(Entries from a dataset)
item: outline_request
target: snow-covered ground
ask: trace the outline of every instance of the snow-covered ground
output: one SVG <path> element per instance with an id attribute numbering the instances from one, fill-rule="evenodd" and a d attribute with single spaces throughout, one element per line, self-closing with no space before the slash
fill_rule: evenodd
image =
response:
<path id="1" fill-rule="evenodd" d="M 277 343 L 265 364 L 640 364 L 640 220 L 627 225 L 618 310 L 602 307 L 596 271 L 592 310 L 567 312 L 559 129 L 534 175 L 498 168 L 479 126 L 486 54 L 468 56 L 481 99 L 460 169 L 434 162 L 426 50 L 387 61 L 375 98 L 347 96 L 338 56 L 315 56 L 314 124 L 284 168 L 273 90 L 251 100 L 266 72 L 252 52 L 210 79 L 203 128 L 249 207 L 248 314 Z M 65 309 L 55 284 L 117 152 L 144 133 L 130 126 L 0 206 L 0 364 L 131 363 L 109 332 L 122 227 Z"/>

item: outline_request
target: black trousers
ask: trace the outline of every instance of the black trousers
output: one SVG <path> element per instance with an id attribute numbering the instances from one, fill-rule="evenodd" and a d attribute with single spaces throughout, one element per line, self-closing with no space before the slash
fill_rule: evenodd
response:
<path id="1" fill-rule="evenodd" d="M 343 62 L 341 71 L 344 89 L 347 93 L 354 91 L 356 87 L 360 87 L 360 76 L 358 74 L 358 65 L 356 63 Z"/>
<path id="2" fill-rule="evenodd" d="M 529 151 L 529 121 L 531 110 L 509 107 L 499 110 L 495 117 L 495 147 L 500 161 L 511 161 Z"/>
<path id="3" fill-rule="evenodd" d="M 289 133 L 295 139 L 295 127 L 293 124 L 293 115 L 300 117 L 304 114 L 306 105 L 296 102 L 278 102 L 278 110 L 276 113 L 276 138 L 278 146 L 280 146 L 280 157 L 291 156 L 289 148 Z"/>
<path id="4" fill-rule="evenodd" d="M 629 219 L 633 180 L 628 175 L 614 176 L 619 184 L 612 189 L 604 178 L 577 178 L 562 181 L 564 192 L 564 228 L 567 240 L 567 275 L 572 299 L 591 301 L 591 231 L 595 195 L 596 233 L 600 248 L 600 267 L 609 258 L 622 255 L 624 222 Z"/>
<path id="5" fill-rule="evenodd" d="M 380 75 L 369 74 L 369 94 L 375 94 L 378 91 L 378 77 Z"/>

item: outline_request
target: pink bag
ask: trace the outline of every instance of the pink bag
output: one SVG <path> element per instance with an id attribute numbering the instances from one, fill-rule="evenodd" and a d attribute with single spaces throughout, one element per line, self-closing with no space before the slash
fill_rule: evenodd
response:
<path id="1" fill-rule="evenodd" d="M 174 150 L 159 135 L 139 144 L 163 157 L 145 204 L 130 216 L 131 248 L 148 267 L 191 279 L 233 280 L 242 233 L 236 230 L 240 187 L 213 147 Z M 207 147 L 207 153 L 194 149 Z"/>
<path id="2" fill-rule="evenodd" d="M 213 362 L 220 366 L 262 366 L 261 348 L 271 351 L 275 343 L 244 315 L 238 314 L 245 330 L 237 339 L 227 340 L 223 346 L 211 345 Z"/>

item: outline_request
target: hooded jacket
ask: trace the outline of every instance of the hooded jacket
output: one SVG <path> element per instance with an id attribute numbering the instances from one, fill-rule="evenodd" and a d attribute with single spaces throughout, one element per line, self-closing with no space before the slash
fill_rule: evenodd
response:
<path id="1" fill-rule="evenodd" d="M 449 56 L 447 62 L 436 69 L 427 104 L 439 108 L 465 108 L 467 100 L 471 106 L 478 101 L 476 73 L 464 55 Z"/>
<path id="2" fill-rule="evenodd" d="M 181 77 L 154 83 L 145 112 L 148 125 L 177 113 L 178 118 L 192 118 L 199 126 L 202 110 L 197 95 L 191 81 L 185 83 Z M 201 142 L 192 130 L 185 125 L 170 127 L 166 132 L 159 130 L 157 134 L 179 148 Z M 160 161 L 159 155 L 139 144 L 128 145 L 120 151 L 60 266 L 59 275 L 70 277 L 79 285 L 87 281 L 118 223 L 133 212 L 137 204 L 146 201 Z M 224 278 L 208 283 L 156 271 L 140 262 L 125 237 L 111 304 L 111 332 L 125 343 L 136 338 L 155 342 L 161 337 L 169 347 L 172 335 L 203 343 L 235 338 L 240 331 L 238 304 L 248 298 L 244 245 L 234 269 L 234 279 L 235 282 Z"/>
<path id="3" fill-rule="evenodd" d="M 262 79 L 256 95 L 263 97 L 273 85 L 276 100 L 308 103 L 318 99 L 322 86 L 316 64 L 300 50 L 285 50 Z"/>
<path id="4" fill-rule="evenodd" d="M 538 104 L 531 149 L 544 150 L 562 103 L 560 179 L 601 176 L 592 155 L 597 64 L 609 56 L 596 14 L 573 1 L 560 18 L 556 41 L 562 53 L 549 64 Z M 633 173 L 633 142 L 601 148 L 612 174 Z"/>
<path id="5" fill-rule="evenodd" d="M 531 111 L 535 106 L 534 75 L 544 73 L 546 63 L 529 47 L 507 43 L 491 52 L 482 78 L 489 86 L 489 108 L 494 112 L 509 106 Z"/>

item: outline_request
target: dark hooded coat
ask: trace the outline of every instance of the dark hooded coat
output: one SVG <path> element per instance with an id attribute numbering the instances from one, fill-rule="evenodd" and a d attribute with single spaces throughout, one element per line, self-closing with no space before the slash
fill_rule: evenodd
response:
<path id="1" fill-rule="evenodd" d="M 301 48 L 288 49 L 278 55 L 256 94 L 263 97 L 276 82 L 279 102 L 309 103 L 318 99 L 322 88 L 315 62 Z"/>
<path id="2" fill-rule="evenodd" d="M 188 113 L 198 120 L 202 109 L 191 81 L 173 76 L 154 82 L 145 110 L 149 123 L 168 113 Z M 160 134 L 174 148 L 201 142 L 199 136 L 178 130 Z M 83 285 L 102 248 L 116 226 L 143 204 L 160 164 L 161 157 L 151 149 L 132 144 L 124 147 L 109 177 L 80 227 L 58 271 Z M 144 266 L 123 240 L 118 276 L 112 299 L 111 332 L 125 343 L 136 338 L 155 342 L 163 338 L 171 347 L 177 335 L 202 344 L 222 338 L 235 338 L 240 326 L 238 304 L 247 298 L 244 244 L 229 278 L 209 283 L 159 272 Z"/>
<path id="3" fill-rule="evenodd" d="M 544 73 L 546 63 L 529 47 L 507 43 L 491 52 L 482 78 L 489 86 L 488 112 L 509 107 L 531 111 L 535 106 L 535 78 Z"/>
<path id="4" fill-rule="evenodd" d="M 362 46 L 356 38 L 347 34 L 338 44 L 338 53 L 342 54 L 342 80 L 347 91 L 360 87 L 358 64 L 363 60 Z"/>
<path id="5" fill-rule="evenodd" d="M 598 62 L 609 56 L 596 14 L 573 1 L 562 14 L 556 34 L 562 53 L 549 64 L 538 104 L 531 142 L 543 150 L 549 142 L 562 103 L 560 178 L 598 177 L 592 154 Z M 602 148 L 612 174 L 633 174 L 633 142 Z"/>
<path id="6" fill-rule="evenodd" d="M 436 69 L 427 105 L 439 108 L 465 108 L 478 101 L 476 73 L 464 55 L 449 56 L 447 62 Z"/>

# What you will do:
Copy out, character for character, every line from the start of the records through the line containing "277 343 L 265", including that line.

# Task solution:
item: outline_request
target: snow-covered ground
ask: trace the outline of every instance of the snow-covered ground
output: one SVG <path> element per instance with an id attribute numbering the instances from one, fill-rule="evenodd" and a d attribute with single spaces throughout, one element per line, self-closing with no space before the slash
fill_rule: evenodd
image =
response:
<path id="1" fill-rule="evenodd" d="M 277 343 L 265 364 L 640 364 L 640 220 L 627 225 L 618 310 L 602 307 L 596 271 L 592 310 L 567 312 L 559 129 L 534 175 L 498 168 L 479 126 L 486 54 L 468 56 L 481 99 L 460 169 L 434 162 L 426 50 L 387 61 L 375 98 L 347 96 L 338 56 L 315 56 L 314 124 L 284 168 L 273 90 L 251 100 L 266 72 L 252 52 L 210 79 L 203 128 L 249 207 L 248 314 Z M 65 309 L 55 284 L 117 152 L 144 133 L 130 126 L 0 206 L 0 364 L 131 363 L 109 332 L 122 227 Z"/>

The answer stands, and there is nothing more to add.